PASSAGE TO READ:
^^^^^^^^
Solr - case-insensitive search do not work

Question

I want to apply case-insensitive search for field myfield in solr.

I googled a bit for that , and i found that , i need to apply LowerCaseFilterFactory to Field Type and field should be of solr.TextFeild.

I applied that in my schema.xml and re-index the data, then also my search seems to be case-sensitive.

Below is search that i perform.

http://localhost:8080/solr/select?q=myfield:"cloud university"&hl=on&hl.snippets=99&hl.fl=myfield

Below is definition for field type

 <fieldType name="text_en_splitting" class="solr.TextField" positionIncrementGap="100" autoGeneratePhraseQueries="true">
      <analyzer type="index">
        <tokenizer class="solr.WhitespaceTokenizerFactory"/>
        <!-- in this example, we will only use synonyms at query time
        <filter class="solr.SynonymFilterFactory" synonyms="index_synonyms.txt" ignoreCase="true" expand="false"/>
        -->
        <!-- Case insensitive stop word removal.
^^^^^^^^
PROVIDED DATA:
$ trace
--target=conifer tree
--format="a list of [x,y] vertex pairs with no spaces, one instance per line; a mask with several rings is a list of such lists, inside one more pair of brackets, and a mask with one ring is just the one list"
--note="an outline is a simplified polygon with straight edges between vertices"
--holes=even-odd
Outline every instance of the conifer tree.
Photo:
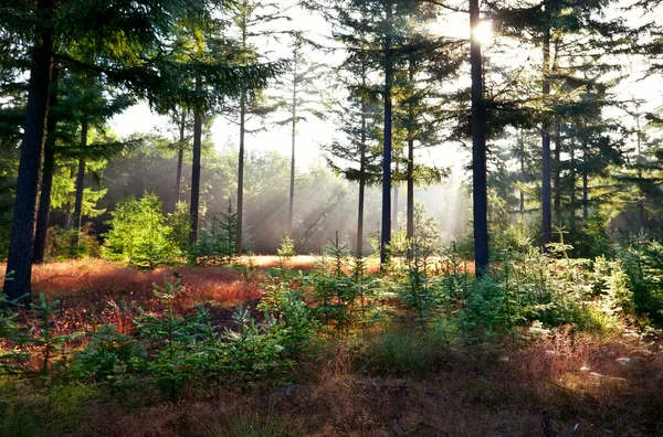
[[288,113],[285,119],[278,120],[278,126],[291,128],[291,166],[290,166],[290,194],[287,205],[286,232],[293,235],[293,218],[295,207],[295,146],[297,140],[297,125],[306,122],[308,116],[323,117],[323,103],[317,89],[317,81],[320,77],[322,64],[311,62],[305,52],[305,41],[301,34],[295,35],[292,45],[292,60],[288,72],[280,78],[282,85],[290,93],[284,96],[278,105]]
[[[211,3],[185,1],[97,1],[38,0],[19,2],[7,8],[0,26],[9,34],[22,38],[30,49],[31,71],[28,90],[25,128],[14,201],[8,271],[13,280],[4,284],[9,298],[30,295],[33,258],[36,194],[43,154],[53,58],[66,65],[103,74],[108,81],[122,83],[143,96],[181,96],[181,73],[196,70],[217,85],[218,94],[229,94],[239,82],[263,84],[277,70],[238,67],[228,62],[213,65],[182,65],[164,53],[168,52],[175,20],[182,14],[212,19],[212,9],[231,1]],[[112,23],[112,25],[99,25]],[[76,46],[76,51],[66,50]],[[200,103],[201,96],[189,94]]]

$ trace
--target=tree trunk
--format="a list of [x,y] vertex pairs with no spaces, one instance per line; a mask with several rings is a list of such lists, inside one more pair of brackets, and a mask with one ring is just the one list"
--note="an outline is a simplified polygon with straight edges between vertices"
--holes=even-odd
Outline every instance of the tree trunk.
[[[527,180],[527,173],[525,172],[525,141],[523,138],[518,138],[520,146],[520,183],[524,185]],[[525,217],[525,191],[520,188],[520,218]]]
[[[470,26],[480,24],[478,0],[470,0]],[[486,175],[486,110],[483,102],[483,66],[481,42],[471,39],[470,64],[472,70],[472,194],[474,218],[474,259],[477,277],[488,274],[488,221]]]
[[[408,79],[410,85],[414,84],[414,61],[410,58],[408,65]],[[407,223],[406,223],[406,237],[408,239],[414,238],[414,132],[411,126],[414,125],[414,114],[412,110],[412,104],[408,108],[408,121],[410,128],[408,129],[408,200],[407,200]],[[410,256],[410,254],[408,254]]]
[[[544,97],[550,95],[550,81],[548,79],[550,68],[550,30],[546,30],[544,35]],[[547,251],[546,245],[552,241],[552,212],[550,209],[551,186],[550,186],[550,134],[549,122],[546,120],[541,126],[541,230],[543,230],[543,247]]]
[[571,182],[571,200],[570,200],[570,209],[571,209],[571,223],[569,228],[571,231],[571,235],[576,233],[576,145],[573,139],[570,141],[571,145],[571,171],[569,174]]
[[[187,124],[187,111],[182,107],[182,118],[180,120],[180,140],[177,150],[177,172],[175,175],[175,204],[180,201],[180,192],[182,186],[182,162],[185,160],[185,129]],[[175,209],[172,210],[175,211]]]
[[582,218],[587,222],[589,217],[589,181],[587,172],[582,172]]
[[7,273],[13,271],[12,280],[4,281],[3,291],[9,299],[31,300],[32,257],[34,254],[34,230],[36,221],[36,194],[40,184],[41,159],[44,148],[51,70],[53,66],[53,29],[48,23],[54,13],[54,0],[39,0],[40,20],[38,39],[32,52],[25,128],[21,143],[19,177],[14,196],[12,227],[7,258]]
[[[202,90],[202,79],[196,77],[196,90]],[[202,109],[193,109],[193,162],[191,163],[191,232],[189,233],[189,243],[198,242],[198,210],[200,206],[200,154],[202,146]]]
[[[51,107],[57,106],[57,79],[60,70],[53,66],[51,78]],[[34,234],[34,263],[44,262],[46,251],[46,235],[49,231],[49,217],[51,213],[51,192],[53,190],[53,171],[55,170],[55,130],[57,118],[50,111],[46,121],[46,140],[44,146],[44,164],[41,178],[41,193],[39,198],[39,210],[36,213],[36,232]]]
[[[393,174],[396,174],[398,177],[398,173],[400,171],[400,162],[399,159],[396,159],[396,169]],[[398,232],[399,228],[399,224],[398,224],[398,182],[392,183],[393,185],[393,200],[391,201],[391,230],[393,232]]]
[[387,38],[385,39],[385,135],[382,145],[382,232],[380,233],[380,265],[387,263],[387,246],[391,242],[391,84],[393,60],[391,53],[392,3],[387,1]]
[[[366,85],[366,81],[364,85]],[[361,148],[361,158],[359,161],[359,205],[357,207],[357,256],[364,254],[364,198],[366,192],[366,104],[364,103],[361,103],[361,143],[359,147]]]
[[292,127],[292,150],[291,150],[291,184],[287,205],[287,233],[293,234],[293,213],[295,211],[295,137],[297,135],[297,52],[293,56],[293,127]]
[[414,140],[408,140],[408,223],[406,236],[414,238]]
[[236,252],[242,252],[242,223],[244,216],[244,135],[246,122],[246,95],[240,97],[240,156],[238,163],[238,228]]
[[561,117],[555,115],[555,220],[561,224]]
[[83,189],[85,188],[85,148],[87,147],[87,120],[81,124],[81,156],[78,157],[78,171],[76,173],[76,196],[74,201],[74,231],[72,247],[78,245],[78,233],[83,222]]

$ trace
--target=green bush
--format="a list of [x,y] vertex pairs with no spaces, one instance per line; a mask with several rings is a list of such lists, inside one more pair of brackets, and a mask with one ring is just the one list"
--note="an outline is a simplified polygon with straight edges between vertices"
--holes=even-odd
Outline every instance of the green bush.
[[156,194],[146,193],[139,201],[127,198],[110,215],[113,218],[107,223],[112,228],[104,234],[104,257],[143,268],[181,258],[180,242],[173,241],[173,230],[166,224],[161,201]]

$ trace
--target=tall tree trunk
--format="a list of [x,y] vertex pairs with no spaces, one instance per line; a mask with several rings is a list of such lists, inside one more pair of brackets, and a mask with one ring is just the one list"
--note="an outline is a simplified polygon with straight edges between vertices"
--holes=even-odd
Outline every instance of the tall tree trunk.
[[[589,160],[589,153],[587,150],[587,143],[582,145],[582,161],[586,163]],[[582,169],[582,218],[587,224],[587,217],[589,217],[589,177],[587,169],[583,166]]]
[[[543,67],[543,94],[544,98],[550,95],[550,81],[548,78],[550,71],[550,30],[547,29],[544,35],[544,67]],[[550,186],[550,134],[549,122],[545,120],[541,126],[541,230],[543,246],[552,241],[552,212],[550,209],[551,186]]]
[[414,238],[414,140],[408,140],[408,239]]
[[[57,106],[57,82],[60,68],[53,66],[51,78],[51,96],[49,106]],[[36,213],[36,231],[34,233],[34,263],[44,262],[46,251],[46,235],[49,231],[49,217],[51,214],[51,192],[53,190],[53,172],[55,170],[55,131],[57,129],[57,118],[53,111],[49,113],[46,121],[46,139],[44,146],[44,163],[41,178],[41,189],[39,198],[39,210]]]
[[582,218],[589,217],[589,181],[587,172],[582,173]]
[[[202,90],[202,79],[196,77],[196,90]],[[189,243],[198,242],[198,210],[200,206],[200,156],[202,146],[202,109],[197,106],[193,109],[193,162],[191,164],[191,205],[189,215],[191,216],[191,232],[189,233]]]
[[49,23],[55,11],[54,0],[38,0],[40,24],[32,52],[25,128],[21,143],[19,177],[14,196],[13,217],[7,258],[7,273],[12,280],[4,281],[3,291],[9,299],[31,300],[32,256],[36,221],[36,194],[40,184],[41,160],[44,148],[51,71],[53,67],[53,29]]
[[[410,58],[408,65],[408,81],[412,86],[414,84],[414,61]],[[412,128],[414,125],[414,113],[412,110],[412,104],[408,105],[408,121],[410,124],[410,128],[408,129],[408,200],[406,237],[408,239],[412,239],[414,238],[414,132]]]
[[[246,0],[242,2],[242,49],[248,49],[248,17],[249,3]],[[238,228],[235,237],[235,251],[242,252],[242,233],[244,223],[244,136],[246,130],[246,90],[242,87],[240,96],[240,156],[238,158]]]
^^^^^^^^
Answer these questions from the Solr case-insensitive search question:
(a) Which filter factory did the asker find must be applied to the field type?
(b) What phrase is searched for in myfield in the query URL?
(c) Which tokenizer class does the index analyzer of "text_en_splitting" use?

RESULT BELOW:
(a) LowerCaseFilterFactory
(b) "cloud university"
(c) solr.WhitespaceTokenizerFactory